EXERCISE TASK 1:
Name every user who posted in the PerlMonks thread on text file parsing, with the rank shown in parentheses after each name.
EXERCISE TASK 2:
Carry on the PerlMonks thread on text file parsing from its last line.

Beefy Boxes and Bandwidth Generously Provided by pair Networks
Problems? Is your data what you think it is?
 
PerlMonks  

About text file parsing

by dideod.yang (Sexton)
on Aug 28, 2018 at 23:15 UTC ( [id://1221282]=perlquestion: print w/replies, xml ) Need Help??

dideod.yang has asked for the wisdom of the Perl Monks concerning the following question:

HI monks. I have a few working about parsing text file. Sometimes text file's lines are so many. about 50,000,000 lines... I always open text file using open fuunction. then I need to wait long time to complete my script... Do you have any special function to open text file?? below is my sample script.
###### test.txt######## sample AA sample BB Not sample CC good boy good yyy bad aaa
open(FILE,"test.txt"); while(<FILE>){ if(/^sample\s+(\S+)/){push @sample,$1} if(/^good\s+(\S+)/){push @good,$1} } close(FILE);

Replies are listed 'Best First'.
Re: About text file parsing -- MCE
by Discipulus (Canon) on Aug 29, 2018 at 07:27 UTC
    Hello dideod.yang,

    if your file is huge a line by line processsing will result slow with any variation of the algorithm. But you can throw more CPUs at this with, hopefully, better results. While parallel programming is not so easy to implement correctly in Perl, a gentle monk, marioroy, spent a lot of time and energy to help us, producing MCE and it seems that the second example of the documentation can be easely modified to suit your needs.

    The example uses MCE::Loop to work on a file in chunks: pay attention to OS dependant implementation inside the mce_loop_f call below and choose the appropriate one for your OS

    # from MCE docs: https://metacpan.org/pod/MCE use MCE::Loop; MCE::Loop::init { max_workers => 8, use_slurpio => 1 }; my $pattern = 'something'; my $hugefile = 'very_huge.file'; my @result = mce_loop_f { my ($mce, $slurp_ref, $chunk_id) = @_; # Quickly determine if a match is found. # Process the slurped chunk only if true. if ($$slurp_ref =~ /$pattern/m) { my @matches; # The following is fast on Unix, but performance degrades # drastically on Windows beyond 4 workers. open my $MEM_FH, '<', $slurp_ref; binmode $MEM_FH, ':raw'; while (<$MEM_FH>) { push @matches, $_ if (/$pattern/); } close $MEM_FH; # Therefore, use the following construction on Windows. while ( $$slurp_ref =~ /([^\n]+\n)/mg ) { my $line = $1; # save $1 to not lose the value push @matches, $line if ($line =~ /$pattern/); } # Gather matched lines. MCE->gather(@matches); } } $hugefile; print join('', @result);

    L*

    UPDATE you can also be interested in some other tecniques you can find in my library

    There are no rules, there are no thumbs..
    Reinvent the wheel, then learn The Wheel; may be one day you reinvent one of THE WHEELS.
Re: About text file parsing
by Corion (Patriarch) on Aug 29, 2018 at 08:45 UTC

    Have you timed how fast you can read the file at all? Maybe reading the file is what limits your speed?

    Do you have enough RAM to keep all the data you are extracting in arrays? Maybe writing the output into separate files immediately makes things faster. At least it makes certain that your program uses far less RAM.

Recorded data
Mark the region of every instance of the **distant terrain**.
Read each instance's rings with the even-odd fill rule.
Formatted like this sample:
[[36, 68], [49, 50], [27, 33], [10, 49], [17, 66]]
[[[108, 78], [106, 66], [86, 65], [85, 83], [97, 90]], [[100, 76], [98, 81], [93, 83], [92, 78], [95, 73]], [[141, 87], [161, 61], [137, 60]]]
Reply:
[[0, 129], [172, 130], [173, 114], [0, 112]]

REPLY 1:
dideod.yang (Sexton)
Discipulus (Canon)
Corion (Patriarch)

REPLY 2:
Re: About text file parsing
by davido (Cardinal) on Aug 29, 2018 at 18:45 UTC

    I did the following:

    perl -e 'open my $outfh, ">", "sample.txt"; while ($i++ < 50_000_000) +{print $outfh "abcdefghijklmnopqrstuvwxyz0123456789\n";}'

    On my laptop with an SSD that took about fifteen seconds to run. Then I did this:

    perl -E 'open my $infh, "<", "sample.txt"; while(<$infh>) {$i++} say $ +i;'

    And that took about eight seconds to run. In the case of your code, within the while() {...} loop you're invoking the regex engine, doing a capture, and pushing onto two arrays. If you have "hits" in the case of, say, 50% of the lines from your file, you'll be pushing 25 million captures into the arrays. Depending on the size of your captures, you could have one to several gigabytes stored in the arrays.

    If your run-times for the code segment you demonstrated are under 30-45 seconds, you're probably doing about as best as can be expected for a single process working with a file. If the time is over a couple minutes, you're probably swamping memory and doing a lot of paging out behind the scenes. If that's the case, consider instead of pushing into @good and @sample arrays, writing entries to a couple of output files. This will add IO overhead to the process, but will remove the memory impact which is probably generating even more IO overhead behind the scenes at a much lower layer.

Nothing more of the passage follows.